(Ejercicio propuesto) Repite todos los datos que siguen, línea por línea y sin ninguna modificación.

(Registros del conjunto de datos)
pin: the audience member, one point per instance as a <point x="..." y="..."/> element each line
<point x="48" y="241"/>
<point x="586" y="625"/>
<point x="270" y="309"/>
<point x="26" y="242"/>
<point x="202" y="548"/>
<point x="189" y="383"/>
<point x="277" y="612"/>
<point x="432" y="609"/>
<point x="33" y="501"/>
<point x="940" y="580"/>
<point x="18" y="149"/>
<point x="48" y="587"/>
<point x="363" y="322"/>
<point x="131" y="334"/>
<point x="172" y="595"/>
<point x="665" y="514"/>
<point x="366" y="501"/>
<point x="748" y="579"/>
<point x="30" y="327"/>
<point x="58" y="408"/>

(Solución del ejercicio)
pin: the audience member, one point per instance as a <point x="..." y="..."/> element each line
<point x="48" y="241"/>
<point x="586" y="625"/>
<point x="270" y="309"/>
<point x="26" y="242"/>
<point x="202" y="548"/>
<point x="189" y="383"/>
<point x="277" y="612"/>
<point x="432" y="609"/>
<point x="33" y="501"/>
<point x="940" y="580"/>
<point x="18" y="149"/>
<point x="48" y="587"/>
<point x="363" y="322"/>
<point x="131" y="334"/>
<point x="172" y="595"/>
<point x="665" y="514"/>
<point x="366" y="501"/>
<point x="748" y="579"/>
<point x="30" y="327"/>
<point x="58" y="408"/>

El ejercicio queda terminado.